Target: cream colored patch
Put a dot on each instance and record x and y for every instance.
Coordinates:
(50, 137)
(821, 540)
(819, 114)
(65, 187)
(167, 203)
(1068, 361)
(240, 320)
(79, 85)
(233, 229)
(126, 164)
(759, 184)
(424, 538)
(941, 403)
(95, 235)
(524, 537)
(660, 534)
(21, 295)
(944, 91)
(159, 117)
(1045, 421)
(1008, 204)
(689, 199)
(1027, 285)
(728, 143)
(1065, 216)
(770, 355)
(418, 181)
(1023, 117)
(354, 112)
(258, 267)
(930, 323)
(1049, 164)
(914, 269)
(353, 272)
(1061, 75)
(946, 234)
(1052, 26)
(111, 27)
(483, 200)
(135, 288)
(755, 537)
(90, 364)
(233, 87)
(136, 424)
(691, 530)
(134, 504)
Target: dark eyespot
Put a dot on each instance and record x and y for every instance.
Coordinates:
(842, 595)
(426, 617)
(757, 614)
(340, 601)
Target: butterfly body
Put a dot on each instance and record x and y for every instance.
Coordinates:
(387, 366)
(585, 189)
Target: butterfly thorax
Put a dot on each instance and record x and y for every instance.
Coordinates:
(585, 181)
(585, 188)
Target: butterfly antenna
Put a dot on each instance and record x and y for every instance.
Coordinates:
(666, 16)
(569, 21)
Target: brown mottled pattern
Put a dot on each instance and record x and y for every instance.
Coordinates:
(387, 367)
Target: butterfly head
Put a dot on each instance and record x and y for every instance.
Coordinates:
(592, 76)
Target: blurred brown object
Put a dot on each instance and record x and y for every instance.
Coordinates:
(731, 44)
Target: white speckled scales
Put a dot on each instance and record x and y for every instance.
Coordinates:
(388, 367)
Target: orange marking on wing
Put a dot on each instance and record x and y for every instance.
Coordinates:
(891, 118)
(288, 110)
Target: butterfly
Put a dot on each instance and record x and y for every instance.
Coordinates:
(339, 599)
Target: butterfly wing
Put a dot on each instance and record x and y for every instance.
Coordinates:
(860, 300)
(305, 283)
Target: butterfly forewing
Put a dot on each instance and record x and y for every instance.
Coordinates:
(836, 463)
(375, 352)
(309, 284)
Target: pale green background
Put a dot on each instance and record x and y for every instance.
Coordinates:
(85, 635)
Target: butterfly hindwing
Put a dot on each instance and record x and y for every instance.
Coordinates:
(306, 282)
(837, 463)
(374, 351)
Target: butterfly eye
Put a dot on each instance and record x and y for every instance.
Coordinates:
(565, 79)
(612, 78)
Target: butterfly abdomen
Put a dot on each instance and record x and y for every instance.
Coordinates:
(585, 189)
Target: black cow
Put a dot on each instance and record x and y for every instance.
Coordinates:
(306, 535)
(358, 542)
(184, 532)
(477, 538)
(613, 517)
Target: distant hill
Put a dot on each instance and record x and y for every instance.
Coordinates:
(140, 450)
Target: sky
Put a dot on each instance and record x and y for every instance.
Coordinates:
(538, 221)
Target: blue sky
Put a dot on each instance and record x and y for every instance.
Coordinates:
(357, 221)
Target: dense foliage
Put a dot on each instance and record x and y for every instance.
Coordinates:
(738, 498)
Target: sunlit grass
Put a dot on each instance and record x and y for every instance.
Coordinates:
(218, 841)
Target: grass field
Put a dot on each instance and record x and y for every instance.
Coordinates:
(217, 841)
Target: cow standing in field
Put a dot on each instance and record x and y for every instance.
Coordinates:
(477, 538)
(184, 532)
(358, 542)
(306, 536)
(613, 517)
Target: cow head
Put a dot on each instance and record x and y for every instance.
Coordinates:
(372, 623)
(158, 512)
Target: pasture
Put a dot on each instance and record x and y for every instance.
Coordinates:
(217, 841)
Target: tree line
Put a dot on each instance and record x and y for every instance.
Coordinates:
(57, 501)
========
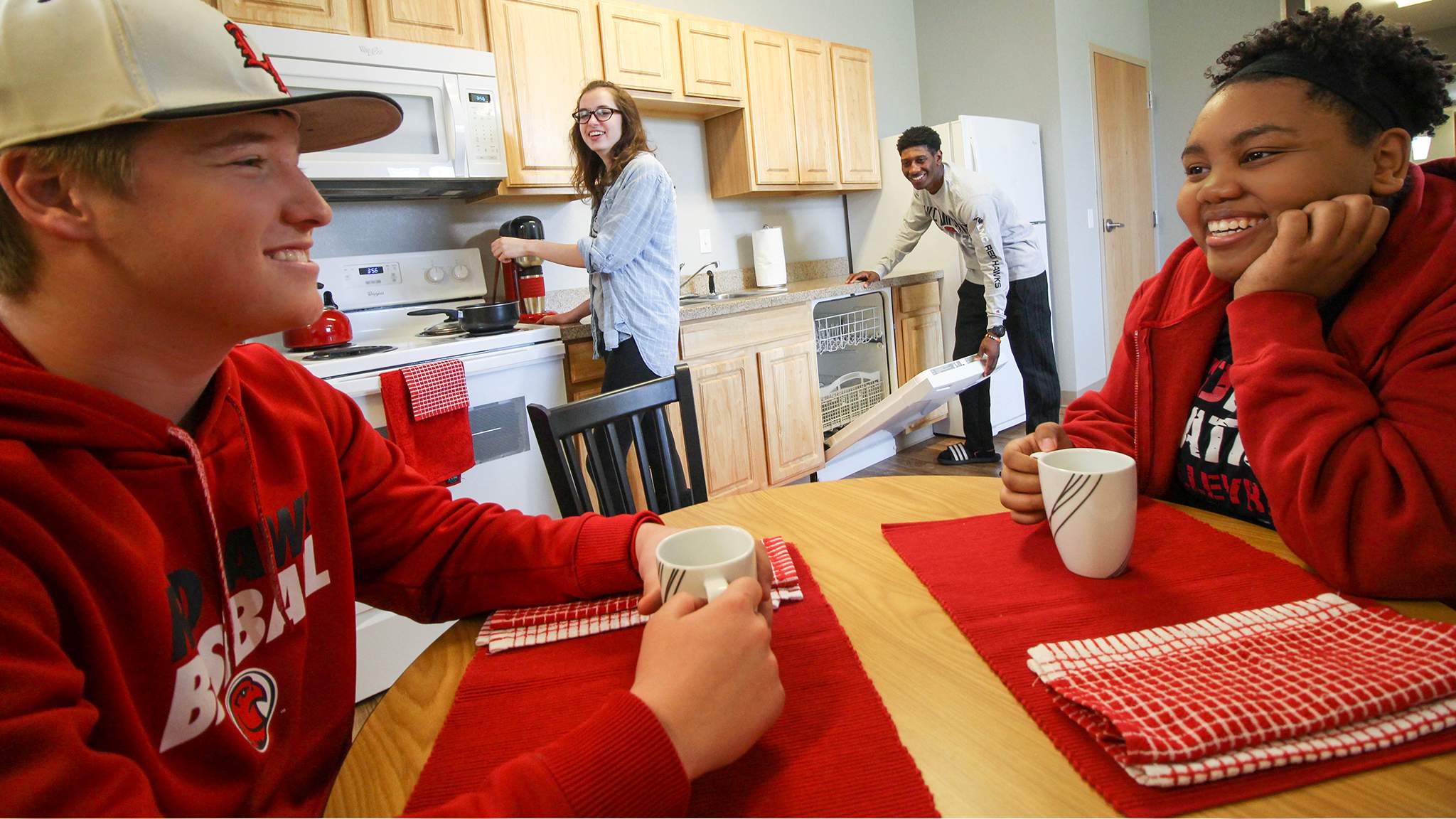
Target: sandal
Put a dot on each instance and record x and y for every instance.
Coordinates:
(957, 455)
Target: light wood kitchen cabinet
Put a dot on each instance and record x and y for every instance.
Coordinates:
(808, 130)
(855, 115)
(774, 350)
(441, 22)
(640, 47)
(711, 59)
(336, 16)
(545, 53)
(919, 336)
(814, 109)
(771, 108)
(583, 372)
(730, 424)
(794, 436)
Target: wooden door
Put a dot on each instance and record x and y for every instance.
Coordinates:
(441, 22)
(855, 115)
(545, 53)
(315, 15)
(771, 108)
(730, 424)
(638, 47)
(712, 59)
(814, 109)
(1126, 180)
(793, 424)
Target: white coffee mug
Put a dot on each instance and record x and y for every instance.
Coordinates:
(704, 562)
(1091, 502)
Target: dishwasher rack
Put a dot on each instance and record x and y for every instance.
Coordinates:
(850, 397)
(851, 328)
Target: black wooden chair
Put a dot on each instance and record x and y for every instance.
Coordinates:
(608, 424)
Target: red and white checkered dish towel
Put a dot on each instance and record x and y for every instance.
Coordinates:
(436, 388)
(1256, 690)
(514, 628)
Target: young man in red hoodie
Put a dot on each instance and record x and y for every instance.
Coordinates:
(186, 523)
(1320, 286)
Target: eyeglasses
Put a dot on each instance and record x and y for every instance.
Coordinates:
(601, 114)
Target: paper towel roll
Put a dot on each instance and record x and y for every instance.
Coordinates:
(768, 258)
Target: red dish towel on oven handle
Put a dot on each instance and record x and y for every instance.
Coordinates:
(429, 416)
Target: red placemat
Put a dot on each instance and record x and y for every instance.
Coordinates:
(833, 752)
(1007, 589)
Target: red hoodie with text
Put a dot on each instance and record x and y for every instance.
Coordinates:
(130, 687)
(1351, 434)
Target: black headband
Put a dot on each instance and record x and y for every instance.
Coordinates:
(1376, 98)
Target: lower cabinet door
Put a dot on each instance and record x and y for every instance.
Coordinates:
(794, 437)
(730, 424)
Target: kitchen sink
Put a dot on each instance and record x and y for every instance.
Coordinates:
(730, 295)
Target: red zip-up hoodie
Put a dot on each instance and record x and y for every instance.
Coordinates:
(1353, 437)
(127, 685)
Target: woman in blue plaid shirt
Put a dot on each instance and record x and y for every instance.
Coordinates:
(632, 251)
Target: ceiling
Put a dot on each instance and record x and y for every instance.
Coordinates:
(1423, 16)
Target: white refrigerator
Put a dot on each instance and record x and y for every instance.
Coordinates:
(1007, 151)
========
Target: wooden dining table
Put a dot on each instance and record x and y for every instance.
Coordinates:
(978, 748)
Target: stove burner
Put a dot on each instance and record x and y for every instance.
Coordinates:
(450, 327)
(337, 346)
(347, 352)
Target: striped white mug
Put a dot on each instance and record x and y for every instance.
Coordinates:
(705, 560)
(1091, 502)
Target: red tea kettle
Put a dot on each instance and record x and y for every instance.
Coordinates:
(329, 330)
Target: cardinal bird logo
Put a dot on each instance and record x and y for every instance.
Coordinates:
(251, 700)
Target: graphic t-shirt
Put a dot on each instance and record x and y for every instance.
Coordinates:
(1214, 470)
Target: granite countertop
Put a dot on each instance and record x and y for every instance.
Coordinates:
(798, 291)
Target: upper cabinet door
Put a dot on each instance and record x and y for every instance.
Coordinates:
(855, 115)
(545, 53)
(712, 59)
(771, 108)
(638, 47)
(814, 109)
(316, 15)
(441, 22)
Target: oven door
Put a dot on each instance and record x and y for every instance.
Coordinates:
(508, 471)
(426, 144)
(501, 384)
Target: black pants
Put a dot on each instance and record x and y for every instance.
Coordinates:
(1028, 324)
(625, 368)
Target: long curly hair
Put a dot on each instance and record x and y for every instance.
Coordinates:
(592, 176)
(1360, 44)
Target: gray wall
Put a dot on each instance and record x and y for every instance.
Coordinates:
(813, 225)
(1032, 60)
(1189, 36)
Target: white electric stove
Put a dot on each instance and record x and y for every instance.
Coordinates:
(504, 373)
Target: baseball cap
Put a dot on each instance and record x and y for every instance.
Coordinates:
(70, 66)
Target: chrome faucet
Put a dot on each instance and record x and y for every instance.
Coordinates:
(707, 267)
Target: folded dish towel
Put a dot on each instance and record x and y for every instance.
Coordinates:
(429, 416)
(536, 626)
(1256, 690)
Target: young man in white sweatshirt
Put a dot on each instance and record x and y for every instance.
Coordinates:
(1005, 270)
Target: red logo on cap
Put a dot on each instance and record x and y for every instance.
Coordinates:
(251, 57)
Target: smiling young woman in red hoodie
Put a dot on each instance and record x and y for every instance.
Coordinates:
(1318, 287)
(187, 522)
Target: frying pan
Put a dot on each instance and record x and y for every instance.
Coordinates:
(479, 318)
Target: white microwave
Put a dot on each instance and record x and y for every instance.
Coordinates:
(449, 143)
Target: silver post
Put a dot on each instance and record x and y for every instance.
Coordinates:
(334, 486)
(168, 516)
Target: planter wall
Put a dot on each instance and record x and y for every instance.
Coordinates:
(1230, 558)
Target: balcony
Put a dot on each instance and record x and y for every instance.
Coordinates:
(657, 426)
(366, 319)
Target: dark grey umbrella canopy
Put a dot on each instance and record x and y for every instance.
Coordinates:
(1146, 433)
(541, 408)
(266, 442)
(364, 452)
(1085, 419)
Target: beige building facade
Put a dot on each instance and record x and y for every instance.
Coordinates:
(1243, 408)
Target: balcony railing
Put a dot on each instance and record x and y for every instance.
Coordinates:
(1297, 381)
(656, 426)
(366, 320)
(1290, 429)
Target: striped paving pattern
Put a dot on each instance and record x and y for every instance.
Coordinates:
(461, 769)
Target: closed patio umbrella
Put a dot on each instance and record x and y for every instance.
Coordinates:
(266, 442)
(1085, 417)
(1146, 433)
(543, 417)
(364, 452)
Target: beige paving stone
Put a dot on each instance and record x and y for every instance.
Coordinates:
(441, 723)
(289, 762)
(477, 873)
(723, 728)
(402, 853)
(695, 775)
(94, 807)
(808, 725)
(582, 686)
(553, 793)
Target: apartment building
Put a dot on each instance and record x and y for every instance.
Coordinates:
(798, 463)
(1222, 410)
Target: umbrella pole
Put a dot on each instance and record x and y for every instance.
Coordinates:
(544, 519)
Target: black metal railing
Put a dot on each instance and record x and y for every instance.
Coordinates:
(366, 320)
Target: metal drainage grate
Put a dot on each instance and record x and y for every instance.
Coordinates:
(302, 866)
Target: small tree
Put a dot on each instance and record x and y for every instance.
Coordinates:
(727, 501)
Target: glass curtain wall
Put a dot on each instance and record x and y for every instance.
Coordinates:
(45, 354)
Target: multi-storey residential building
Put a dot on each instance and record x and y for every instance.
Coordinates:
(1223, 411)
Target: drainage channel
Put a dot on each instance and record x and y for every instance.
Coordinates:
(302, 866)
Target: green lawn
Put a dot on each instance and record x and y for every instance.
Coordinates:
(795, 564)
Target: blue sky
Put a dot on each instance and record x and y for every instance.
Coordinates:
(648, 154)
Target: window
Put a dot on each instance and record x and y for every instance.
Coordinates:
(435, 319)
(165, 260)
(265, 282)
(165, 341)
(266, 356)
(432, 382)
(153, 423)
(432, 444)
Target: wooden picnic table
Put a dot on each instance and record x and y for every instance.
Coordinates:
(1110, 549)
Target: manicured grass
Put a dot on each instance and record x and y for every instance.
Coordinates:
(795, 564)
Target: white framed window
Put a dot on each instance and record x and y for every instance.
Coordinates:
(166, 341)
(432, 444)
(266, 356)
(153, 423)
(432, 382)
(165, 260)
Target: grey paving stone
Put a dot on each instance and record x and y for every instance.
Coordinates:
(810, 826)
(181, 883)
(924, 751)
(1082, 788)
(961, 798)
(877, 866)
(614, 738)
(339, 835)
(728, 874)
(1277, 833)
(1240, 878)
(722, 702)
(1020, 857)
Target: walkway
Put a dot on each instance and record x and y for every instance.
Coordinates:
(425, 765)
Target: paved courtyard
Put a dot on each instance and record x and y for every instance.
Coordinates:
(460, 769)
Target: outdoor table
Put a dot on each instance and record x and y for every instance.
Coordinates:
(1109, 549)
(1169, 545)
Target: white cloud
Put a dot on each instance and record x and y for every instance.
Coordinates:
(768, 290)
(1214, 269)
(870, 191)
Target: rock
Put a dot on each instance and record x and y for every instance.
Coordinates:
========
WHAT TO WORK ON ▸
Each line of the data that includes "towel" should be copied.

ANSWER TO THIS TASK ▸
Target: red and white checkered dish towel
Target: paper towel roll
Target: red dish towel on oven handle
Target: folded dish towel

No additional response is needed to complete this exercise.